Arbeitsanweisung —
Gib aus dem Forenthread über FMOD den Abschnitt von „## Da ErrOr (3.“ bis einschließlich „Xeragon (3. April 2002)“ wortgetreu wieder.

# Fmod



## Da ErrOr (3. April 2002)

Hab ein Problem !!!
Und zwar hab ich jetzt neulich was von FMOD gehört und gleich runtergezogen aber wie bindet man das ein dire Doku in diesem ZIP hilft mir nicht wirklich also bitte wie Spiele ich Tracked Files imn einem Prog ab ... (Compiler VC++ 5.0/FMODSDK 3.3)


----------



## Xeragon (3. April 2002)

Hmm, eigentlich sind die Tutorials in der Dokumentation ganz brauchbar, ansonsten schau dir halt die Beispiele an (z.b. "simplest" und "simple")


----------



## Da ErrOr (4. April 2002)

Ich find die nicht sehr HILFREICH 
WER KANN MIR NEN EXAMPLE ZUSCHICKEN???Am besten mit nem kleinen OPENGL DING DRUNTER ... Ihr nehmt am besten den Bascode von http://nehe.gamedev.net


DANKE


----------



## Da ErrOr (4. April 2002)

> _Original geschrieben von Da ErrOr _
> *Ich find die nicht sehr HILFREICH
> WER KANN MIR NEN EXAMPLE ZUSCHICKEN???Am besten mit nem kleinen OPENGL DING DRUNTER ... Ihr nehmt am besten den Bascode von http://nehe.gamedev.net
> 
> ...

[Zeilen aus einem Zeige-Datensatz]
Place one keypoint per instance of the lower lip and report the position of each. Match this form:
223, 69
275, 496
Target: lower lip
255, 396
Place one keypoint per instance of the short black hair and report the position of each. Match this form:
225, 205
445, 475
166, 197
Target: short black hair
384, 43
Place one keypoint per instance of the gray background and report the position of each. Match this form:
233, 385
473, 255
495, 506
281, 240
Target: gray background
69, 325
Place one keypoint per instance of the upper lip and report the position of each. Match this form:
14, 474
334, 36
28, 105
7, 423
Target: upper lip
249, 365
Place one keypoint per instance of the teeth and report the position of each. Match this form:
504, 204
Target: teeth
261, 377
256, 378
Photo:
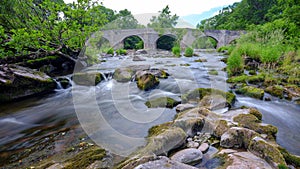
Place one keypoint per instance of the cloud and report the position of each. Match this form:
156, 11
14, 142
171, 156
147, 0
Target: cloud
180, 7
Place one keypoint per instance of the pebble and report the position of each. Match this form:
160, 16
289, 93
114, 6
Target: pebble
192, 144
203, 147
189, 156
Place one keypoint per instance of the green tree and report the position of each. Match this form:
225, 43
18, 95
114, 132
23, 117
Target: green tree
164, 19
49, 27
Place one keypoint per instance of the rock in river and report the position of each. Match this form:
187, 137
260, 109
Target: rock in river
162, 163
17, 82
188, 156
146, 80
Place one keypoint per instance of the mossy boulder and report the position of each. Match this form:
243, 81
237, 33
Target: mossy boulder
252, 122
198, 94
200, 60
160, 73
237, 137
221, 127
162, 102
86, 158
255, 113
87, 78
267, 151
123, 74
64, 82
247, 79
146, 80
290, 158
213, 72
163, 141
191, 121
17, 82
251, 92
213, 102
275, 90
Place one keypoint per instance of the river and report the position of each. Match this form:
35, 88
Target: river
114, 115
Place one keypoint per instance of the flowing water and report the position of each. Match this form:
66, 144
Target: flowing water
114, 114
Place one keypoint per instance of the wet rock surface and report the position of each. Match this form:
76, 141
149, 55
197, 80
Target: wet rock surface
17, 82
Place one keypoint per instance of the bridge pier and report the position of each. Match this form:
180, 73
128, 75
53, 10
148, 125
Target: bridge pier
150, 36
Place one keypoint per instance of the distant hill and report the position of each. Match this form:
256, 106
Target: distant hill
194, 19
144, 19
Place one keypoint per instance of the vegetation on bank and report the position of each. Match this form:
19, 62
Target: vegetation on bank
268, 55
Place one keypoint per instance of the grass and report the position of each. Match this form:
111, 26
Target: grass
235, 63
121, 51
176, 51
189, 52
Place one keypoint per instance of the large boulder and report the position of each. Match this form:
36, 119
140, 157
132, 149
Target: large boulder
237, 137
87, 78
191, 121
123, 74
183, 107
266, 150
17, 82
250, 121
162, 102
213, 102
146, 80
246, 160
189, 156
163, 163
251, 92
200, 93
164, 140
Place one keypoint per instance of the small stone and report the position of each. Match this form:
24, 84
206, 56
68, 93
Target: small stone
227, 151
189, 156
183, 107
192, 144
267, 99
189, 139
203, 147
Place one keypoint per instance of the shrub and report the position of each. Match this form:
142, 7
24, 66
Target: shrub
121, 52
235, 63
271, 54
189, 52
176, 51
110, 51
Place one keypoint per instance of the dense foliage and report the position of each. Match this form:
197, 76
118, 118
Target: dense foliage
164, 20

Lösung der Aufgabe —
## Da ErrOr (3. April 2002)

Hab ein Problem !!!
Und zwar hab ich jetzt neulich was von FMOD gehört und gleich runtergezogen aber wie bindet man das ein dire Doku in diesem ZIP hilft mir nicht wirklich also bitte wie Spiele ich Tracked Files imn einem Prog ab ... (Compiler VC++ 5.0/FMODSDK 3.3)


----------



## Xeragon (3. April 2002)